## Supplied information:
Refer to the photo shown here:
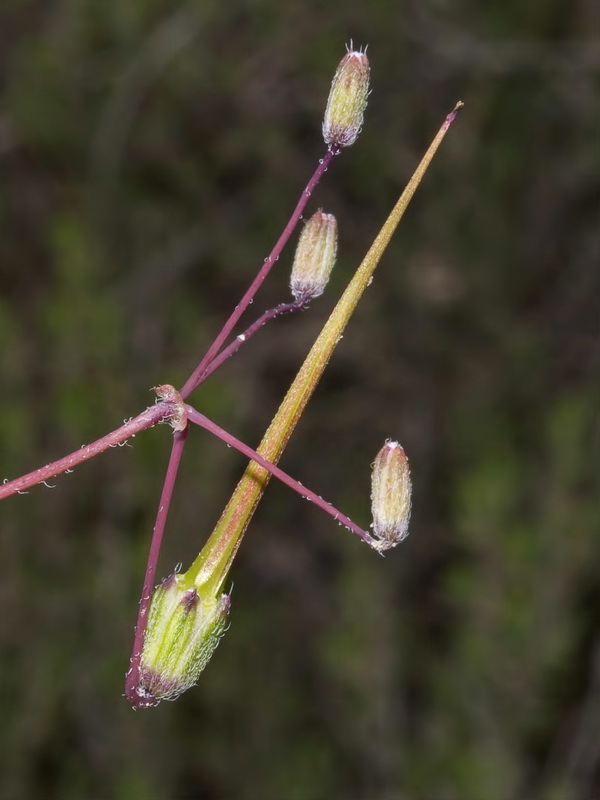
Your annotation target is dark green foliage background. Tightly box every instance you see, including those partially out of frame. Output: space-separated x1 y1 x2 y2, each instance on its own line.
1 1 598 798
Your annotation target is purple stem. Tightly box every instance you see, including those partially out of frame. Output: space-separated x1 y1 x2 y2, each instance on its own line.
125 426 189 707
196 299 307 384
185 404 375 547
179 146 338 400
0 402 173 501
124 148 338 704
122 300 306 705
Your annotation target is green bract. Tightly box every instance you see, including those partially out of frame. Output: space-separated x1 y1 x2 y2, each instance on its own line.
136 574 230 706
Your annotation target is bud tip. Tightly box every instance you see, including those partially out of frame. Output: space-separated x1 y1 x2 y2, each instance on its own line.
290 210 338 302
322 46 370 149
370 439 412 552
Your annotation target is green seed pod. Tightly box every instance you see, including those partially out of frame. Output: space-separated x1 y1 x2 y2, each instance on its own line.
137 573 230 705
371 440 412 551
322 48 370 148
290 210 338 302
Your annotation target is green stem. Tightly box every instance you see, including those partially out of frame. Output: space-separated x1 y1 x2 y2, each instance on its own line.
183 103 463 596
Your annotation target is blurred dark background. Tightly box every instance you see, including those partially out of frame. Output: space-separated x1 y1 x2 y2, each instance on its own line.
1 1 599 799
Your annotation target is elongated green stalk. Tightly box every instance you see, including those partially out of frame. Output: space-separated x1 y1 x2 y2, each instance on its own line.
182 102 463 597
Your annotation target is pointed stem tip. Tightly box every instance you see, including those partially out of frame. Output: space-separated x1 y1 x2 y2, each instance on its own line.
446 101 464 126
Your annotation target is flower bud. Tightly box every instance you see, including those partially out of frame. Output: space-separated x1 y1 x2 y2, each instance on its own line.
322 47 370 149
137 573 230 705
290 210 337 302
371 440 412 551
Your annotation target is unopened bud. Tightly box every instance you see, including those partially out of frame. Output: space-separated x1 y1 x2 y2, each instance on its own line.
137 573 230 705
290 210 337 302
371 440 412 551
322 47 370 149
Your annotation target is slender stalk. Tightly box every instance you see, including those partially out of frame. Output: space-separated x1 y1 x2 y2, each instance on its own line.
179 147 338 399
183 104 463 598
125 426 189 706
1 147 336 502
0 402 173 501
195 299 307 384
185 405 375 546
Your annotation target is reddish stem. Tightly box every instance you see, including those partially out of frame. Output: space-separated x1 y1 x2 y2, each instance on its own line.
125 426 189 708
0 402 173 501
185 404 375 547
197 299 307 384
179 146 338 399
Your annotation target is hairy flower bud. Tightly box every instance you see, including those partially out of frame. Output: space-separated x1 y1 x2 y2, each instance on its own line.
136 573 230 705
371 440 412 551
290 210 338 302
322 47 370 148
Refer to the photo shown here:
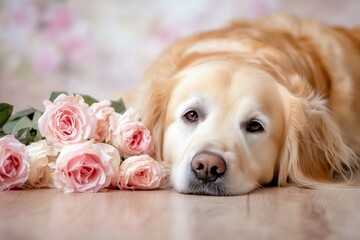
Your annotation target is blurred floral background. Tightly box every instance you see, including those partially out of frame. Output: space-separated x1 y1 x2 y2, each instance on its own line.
1 0 359 111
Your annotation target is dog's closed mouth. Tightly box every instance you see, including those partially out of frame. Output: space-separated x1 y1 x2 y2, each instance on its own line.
177 151 230 196
183 177 231 196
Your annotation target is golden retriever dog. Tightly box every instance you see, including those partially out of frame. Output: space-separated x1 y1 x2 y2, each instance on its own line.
124 14 360 195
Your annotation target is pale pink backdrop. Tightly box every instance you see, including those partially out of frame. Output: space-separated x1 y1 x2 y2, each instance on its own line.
1 0 359 111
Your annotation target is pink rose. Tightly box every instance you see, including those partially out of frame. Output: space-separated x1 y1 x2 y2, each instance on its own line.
117 121 151 156
0 135 30 191
89 100 114 142
38 94 97 148
108 109 151 157
52 142 121 193
115 154 165 190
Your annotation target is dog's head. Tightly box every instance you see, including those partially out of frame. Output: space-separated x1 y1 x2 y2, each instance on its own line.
162 61 288 195
140 56 357 195
141 54 358 195
139 18 358 195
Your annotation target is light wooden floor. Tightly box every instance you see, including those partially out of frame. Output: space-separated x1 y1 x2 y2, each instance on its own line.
0 187 359 240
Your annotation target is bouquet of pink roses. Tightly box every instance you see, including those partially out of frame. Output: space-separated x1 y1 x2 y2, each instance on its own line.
0 93 166 192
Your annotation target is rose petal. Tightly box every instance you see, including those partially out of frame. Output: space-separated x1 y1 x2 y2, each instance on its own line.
52 142 121 193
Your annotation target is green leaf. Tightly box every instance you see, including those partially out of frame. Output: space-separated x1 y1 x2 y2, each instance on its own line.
11 116 33 136
2 119 19 134
29 128 41 143
111 98 126 114
3 109 43 135
49 91 68 102
81 94 98 106
31 111 42 130
0 103 42 144
0 103 13 128
30 110 43 140
9 108 35 121
15 128 32 145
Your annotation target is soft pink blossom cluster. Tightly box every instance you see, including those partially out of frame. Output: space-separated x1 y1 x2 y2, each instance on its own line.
0 94 166 192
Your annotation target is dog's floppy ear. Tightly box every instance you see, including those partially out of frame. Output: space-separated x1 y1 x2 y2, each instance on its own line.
277 96 359 187
140 80 175 162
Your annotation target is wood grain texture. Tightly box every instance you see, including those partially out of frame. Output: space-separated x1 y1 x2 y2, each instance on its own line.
0 187 359 240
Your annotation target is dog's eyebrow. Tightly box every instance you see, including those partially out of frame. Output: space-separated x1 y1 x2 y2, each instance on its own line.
241 109 271 129
175 97 208 117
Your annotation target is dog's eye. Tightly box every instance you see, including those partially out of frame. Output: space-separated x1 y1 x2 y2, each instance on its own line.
183 110 199 123
246 120 264 133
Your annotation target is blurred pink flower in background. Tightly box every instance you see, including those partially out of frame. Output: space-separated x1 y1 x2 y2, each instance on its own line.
23 2 95 74
10 2 37 31
31 41 63 73
1 0 357 112
42 3 73 39
61 28 94 66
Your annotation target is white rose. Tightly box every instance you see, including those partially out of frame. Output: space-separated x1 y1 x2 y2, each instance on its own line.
25 140 58 188
89 100 114 142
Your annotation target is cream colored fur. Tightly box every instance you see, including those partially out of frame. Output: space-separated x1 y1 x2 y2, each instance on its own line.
124 14 360 195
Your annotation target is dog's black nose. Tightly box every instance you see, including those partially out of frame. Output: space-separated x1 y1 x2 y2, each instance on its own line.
191 152 226 182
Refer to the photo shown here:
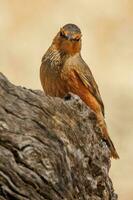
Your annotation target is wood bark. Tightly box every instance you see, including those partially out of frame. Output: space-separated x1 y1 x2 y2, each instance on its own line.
0 73 117 200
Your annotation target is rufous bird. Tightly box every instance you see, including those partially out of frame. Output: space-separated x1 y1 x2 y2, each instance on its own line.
40 23 119 159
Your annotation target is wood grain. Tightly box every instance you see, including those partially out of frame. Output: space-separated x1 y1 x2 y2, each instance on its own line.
0 73 117 200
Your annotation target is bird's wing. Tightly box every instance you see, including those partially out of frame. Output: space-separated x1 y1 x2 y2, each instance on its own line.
73 59 105 116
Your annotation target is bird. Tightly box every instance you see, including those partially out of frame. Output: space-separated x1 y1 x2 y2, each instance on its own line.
40 23 119 159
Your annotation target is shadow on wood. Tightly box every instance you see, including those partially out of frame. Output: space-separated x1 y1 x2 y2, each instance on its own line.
0 73 117 200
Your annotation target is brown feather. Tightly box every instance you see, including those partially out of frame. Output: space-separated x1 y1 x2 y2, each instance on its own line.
40 23 119 159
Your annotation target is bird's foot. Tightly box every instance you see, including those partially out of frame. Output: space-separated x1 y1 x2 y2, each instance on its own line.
64 93 72 101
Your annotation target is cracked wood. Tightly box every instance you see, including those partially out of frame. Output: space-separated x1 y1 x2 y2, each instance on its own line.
0 73 117 200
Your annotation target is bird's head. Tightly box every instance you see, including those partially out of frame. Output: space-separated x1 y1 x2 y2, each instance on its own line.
53 24 82 55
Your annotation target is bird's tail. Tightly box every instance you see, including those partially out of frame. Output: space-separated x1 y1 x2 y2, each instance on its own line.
104 134 119 159
96 111 119 159
102 125 119 159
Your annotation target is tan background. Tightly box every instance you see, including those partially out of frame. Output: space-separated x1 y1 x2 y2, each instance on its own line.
1 0 133 199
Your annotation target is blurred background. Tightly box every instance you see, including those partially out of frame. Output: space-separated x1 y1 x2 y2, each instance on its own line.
0 0 133 199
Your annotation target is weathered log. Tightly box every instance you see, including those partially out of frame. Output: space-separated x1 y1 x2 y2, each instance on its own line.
0 73 117 200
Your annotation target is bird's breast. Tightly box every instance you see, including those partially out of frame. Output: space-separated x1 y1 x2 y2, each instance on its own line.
40 60 69 98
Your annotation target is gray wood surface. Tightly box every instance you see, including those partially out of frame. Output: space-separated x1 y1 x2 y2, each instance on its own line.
0 73 117 200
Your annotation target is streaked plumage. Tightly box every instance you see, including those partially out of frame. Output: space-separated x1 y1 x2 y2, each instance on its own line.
40 24 119 159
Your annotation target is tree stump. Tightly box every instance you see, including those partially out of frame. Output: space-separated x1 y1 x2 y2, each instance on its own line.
0 73 117 200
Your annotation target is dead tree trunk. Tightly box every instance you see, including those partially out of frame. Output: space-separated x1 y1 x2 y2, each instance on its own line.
0 73 117 200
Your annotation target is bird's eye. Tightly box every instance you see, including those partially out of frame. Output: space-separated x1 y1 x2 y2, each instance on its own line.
72 37 80 42
60 32 68 39
75 38 80 41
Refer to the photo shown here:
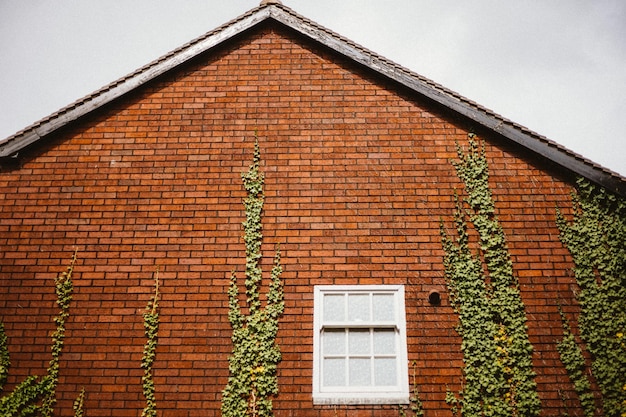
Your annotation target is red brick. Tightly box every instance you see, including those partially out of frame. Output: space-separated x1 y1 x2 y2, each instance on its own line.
0 26 589 417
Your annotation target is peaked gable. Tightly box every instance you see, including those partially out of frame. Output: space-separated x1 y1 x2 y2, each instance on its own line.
0 4 620 415
0 2 624 196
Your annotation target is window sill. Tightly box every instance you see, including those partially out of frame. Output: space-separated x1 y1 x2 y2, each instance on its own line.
313 393 409 405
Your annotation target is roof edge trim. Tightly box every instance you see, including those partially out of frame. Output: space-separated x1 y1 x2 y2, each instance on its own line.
266 6 625 195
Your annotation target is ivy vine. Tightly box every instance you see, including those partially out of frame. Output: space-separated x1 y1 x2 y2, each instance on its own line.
221 137 284 417
141 267 160 417
0 250 77 417
557 306 595 416
0 323 9 392
556 179 626 416
72 388 85 417
440 135 541 416
398 361 424 417
41 249 77 417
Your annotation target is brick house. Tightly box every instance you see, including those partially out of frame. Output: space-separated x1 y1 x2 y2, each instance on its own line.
1 2 624 416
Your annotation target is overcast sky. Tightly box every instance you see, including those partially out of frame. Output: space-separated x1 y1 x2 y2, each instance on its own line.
1 1 625 175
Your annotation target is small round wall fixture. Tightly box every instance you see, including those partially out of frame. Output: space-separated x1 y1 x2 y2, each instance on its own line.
428 290 441 306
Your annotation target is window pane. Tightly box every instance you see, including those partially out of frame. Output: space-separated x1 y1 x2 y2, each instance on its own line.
349 358 371 386
348 329 370 355
374 358 397 386
373 329 396 354
324 358 346 386
372 293 395 321
314 286 408 402
323 329 345 355
323 294 344 322
348 294 369 322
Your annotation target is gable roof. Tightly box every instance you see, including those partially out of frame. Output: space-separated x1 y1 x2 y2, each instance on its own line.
1 2 624 196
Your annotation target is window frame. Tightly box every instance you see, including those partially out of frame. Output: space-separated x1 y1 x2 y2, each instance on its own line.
312 285 409 405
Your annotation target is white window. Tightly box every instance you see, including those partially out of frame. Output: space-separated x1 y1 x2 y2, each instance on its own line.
312 285 409 405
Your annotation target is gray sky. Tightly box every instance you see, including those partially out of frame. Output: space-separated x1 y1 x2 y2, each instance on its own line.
1 1 625 175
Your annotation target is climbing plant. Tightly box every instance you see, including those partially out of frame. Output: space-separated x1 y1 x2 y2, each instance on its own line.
440 135 541 416
556 306 595 416
221 137 284 417
556 178 626 416
398 361 424 417
41 250 77 417
141 267 161 417
0 251 77 417
72 388 85 417
0 323 9 392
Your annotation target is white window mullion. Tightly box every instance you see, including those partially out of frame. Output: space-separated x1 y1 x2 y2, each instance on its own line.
343 327 349 387
367 327 372 385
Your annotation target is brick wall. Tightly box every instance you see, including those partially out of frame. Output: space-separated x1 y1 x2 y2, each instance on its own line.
0 24 583 416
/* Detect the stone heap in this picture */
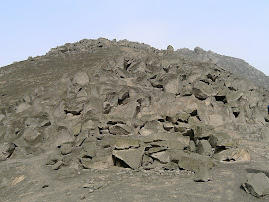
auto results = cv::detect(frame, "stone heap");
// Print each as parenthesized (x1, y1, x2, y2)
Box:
(0, 38, 269, 189)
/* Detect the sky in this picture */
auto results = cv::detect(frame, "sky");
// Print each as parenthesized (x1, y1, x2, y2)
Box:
(0, 0, 269, 75)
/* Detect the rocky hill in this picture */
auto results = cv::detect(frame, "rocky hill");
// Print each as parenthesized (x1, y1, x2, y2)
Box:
(176, 47, 269, 89)
(0, 38, 269, 201)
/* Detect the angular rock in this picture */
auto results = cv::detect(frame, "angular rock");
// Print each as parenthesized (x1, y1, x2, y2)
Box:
(176, 112, 190, 122)
(194, 166, 211, 182)
(72, 71, 89, 86)
(196, 140, 212, 156)
(226, 91, 243, 103)
(82, 120, 96, 131)
(110, 100, 140, 119)
(15, 102, 31, 113)
(112, 147, 145, 169)
(242, 173, 269, 197)
(163, 74, 182, 94)
(208, 131, 239, 148)
(61, 144, 72, 155)
(23, 128, 41, 143)
(167, 45, 174, 54)
(54, 128, 75, 147)
(109, 124, 132, 135)
(214, 147, 250, 162)
(188, 140, 196, 152)
(82, 141, 96, 158)
(170, 150, 213, 173)
(70, 123, 82, 136)
(150, 151, 170, 163)
(144, 120, 163, 131)
(192, 81, 217, 99)
(163, 122, 174, 131)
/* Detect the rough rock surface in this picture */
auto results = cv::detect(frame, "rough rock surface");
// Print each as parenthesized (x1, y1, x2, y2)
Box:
(0, 38, 269, 201)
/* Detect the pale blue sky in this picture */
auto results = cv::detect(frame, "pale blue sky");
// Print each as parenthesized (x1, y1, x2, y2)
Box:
(1, 0, 269, 75)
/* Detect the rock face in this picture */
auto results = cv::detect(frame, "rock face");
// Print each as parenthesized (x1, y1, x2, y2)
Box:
(0, 38, 269, 200)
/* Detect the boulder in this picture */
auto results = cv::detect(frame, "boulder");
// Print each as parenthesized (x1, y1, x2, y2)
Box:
(196, 140, 212, 156)
(166, 45, 174, 54)
(82, 141, 97, 158)
(242, 173, 269, 197)
(82, 120, 96, 131)
(162, 74, 182, 94)
(150, 151, 170, 163)
(194, 166, 211, 182)
(61, 144, 72, 155)
(170, 150, 213, 173)
(213, 147, 250, 162)
(54, 128, 75, 147)
(226, 91, 243, 103)
(208, 131, 239, 148)
(72, 72, 89, 86)
(110, 100, 140, 119)
(23, 127, 42, 143)
(192, 81, 217, 99)
(109, 124, 132, 135)
(112, 147, 145, 169)
(144, 120, 163, 131)
(15, 102, 31, 113)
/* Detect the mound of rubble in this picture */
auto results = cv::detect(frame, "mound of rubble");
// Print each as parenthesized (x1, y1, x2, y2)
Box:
(176, 47, 269, 89)
(1, 38, 269, 198)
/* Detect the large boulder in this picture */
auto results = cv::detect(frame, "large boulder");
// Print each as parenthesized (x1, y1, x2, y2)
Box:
(192, 81, 217, 99)
(112, 147, 145, 169)
(242, 173, 269, 197)
(214, 147, 250, 162)
(170, 150, 213, 172)
(208, 131, 239, 148)
(162, 74, 182, 94)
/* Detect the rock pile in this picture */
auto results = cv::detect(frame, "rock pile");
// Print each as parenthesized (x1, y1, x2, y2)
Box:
(176, 47, 269, 89)
(0, 39, 269, 197)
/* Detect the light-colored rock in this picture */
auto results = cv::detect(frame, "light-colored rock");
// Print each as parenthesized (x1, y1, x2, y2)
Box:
(72, 71, 89, 86)
(112, 147, 145, 169)
(109, 124, 132, 135)
(214, 147, 250, 162)
(150, 151, 170, 163)
(15, 102, 31, 113)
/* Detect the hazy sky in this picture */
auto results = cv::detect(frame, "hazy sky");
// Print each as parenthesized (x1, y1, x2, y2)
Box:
(1, 0, 269, 75)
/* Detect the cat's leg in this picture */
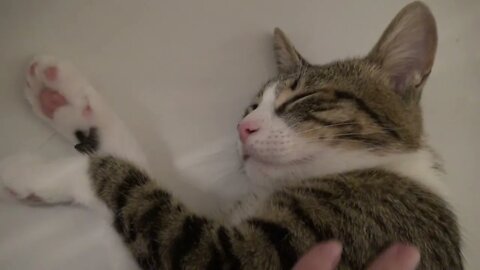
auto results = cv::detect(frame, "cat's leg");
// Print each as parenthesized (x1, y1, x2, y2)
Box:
(0, 153, 106, 209)
(24, 55, 147, 169)
(1, 56, 146, 209)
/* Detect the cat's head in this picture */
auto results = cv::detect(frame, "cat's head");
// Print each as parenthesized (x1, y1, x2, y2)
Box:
(238, 2, 437, 185)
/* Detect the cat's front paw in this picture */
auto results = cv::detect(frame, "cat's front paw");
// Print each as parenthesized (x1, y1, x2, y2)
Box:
(4, 185, 48, 205)
(0, 154, 73, 205)
(25, 56, 105, 153)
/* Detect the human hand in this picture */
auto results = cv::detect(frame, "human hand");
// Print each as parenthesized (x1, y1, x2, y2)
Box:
(293, 241, 420, 270)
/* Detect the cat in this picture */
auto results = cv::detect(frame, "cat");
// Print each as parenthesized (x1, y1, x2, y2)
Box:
(0, 1, 463, 269)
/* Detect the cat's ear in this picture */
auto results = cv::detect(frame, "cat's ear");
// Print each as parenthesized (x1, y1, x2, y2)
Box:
(273, 28, 307, 74)
(368, 2, 437, 101)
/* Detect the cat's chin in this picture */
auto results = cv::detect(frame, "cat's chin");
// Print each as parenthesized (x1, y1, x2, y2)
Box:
(243, 155, 316, 187)
(244, 155, 313, 166)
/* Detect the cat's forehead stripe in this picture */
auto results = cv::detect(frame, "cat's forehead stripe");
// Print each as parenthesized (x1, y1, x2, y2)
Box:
(258, 82, 277, 112)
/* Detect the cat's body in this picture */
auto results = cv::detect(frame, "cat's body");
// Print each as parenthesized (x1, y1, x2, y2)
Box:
(87, 155, 460, 269)
(0, 2, 463, 269)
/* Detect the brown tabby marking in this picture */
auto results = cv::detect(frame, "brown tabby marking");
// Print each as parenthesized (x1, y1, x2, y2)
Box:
(89, 156, 462, 269)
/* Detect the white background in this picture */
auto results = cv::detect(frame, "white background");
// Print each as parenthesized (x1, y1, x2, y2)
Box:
(0, 0, 478, 269)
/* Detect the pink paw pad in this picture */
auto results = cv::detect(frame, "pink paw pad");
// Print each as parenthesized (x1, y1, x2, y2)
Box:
(44, 66, 58, 81)
(39, 88, 68, 119)
(5, 188, 45, 203)
(24, 193, 45, 203)
(5, 187, 18, 197)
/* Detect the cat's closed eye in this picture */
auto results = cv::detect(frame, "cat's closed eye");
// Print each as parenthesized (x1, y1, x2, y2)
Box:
(290, 77, 300, 91)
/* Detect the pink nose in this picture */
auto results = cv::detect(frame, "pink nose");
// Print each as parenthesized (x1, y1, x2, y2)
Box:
(238, 121, 260, 143)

## What the task requires:
Among the lines of the preceding listing, count those that contain the string "chin"; state the count and nothing further.

## Answer to this problem:
2